:: Records to process ::
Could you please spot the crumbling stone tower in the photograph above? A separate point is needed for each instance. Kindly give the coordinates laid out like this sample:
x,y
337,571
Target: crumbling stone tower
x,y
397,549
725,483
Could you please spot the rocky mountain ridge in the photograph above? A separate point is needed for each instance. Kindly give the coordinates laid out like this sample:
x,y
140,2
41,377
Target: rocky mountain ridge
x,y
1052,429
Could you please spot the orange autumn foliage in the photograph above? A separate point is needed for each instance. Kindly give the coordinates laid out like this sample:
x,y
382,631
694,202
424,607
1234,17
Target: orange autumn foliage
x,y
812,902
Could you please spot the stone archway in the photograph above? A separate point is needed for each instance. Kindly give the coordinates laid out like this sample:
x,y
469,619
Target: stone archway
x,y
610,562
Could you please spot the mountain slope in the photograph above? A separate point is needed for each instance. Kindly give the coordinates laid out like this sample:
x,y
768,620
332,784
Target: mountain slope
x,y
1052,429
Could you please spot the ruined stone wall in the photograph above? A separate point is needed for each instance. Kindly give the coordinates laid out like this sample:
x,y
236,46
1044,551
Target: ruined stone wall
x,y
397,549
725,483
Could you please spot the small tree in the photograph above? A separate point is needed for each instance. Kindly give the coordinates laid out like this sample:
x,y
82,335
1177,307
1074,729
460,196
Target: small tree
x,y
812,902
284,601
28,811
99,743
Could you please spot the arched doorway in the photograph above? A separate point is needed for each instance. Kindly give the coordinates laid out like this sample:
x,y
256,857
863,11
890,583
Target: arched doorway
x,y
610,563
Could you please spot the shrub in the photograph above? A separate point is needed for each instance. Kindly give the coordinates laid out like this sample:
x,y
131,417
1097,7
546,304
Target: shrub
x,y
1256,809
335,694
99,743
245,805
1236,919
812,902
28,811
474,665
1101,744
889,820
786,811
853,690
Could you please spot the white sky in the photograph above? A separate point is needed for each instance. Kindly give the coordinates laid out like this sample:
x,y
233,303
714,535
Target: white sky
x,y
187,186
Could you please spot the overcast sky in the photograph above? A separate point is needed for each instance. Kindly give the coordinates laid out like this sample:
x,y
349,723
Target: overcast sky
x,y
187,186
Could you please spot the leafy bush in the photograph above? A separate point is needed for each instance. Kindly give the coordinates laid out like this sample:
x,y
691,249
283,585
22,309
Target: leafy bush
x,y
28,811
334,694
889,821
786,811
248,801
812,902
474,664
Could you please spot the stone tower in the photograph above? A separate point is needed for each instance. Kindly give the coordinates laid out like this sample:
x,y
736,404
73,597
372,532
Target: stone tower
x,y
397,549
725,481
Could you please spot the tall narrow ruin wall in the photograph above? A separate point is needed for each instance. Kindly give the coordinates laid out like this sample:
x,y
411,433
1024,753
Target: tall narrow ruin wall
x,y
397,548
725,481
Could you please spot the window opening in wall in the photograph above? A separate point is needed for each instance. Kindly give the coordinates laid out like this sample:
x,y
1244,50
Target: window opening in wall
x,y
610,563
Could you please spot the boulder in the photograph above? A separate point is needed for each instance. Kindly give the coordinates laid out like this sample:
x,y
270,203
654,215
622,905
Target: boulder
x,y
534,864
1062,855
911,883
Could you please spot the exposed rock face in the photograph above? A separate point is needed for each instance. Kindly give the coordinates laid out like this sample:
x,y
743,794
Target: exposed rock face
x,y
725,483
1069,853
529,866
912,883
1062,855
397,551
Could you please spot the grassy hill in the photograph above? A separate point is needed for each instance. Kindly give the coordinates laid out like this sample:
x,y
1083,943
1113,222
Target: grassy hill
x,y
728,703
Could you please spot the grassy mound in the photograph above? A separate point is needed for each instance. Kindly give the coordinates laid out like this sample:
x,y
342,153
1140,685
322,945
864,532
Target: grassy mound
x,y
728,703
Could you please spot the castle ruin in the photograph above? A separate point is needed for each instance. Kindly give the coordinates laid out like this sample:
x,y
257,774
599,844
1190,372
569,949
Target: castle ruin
:::
» Your objective
Repeat the records above exactly as they appear.

» Exercise response
Could you please spot the crumbling stone tower in the photograph above? A separate point is needed for each instance. Kindly give the coordinates laid out like this sample:
x,y
337,571
Target: crumbling stone tower
x,y
397,549
725,483
Could you please spot the rocky mountain ridge in the photograph above? A separate point is needed for each instance. Kindly give the coordinates laid out like this sample:
x,y
140,2
41,377
Target: rocky mountain ridge
x,y
1052,429
Could you please spot the orange autumn foliage in the photograph above? A separate point is needed for each instance. Kindly give the coordinates laid out like this sample:
x,y
382,631
694,202
424,607
1234,17
Target: orange autumn foliage
x,y
812,902
Could you please spot the stone archway in the photograph above? A separate point is needed for each instance. Kindly give the coordinates laid out like this sample:
x,y
469,619
Target: stone archway
x,y
610,562
Could you please spot the mountain slope in the photograph above? A separate point is needed for each instance. Kindly give the coordinates laid out like this sample:
x,y
768,620
332,784
Target: mountain slope
x,y
1052,429
Could you please spot the ruined stone wall in the photograph above? A separate point is needed for each instance. Kindly give the coordinates laid out like this sample:
x,y
236,46
1044,551
Target: ruined stone wall
x,y
397,549
725,483
Could you please spot the small tree in the photograph above? A separate point is needed for each instance. Kindly give the coordinates laid out like this sample:
x,y
82,335
1177,307
1074,729
460,196
Target: small tree
x,y
812,902
284,601
28,811
99,743
Could you please spot the arched doorway in the photograph above? A separate point is needed for each instance. Kindly give the coordinates laid out like this sample:
x,y
256,857
863,11
890,583
Target: arched doorway
x,y
610,563
Could you please spot the shrub in the photograph above? A separate point is needed for each instance. Kindly give the coordinates laid out like this sample:
x,y
131,417
1097,7
546,304
Target: shrub
x,y
1256,809
335,694
99,743
245,805
1236,919
812,902
28,811
474,665
1101,744
889,820
786,811
853,690
Could you please spot the white sky in the photograph above? A separate point is needed for each instance. Kindly give the coordinates laid out like this sample:
x,y
233,303
714,535
Target: white sky
x,y
187,186
Could you please spot the overcast sky in the photograph above? A separate point is needed for each instance. Kindly give the coordinates laid out like this sample:
x,y
349,723
Target: overcast sky
x,y
187,186
Could you please spot the leafy bush in the photograph above? A separate point is needed for each instance. Kindly give the coordinates laid out like this sample:
x,y
691,249
283,585
22,309
Target: leafy bush
x,y
28,811
334,694
889,821
786,811
248,801
812,902
474,664
Could you please spot the stone tower in the photograph above? A separate point is needed for each instance. Kindly give the coordinates laid out like this sample:
x,y
736,404
73,597
372,532
Target: stone tower
x,y
397,549
725,481
Could you please spot the tall narrow ruin wall in the photograph above? A separate point is needed for each instance. Kindly give the coordinates laid out like this sample:
x,y
411,433
1024,753
Target: tall narrow ruin wall
x,y
397,548
725,481
Could you please spot the window opening in wall in the photograph above? A separate point is needed for each instance. Kindly give the coordinates laid out like this sample:
x,y
1244,50
Target: window opening in wall
x,y
610,563
Could you please spot the boulder in the photograph above? A separate point is needed for each instance. Kindly give the coordinates laid out like this sample:
x,y
270,203
654,215
622,905
Target: boulder
x,y
534,864
1062,855
911,883
Could you please spot the exposed rock face in the photograph above? A separate point is needed for each instance. Kindly give the coordinates laid out like this sample:
x,y
743,794
Target: exposed rock face
x,y
725,483
1069,853
529,866
912,883
1062,855
397,551
Could you please spot the grassy hill in the photograph above? A separate point is needed for each instance. Kindly give the coordinates laid out like this sample:
x,y
1083,943
1113,222
Target: grassy hill
x,y
728,703
Could you please spot the grassy mound in the photograph above? A separate point is needed for each instance. Kindly give the coordinates laid out like this sample:
x,y
342,153
1140,685
322,945
864,532
Target: grassy mound
x,y
728,703
Could you please spot the castle ruin in the photograph above? A separate point is needed for each instance. Kindly give the coordinates laid out like this sample:
x,y
257,774
599,844
1190,372
569,949
Target: castle ruin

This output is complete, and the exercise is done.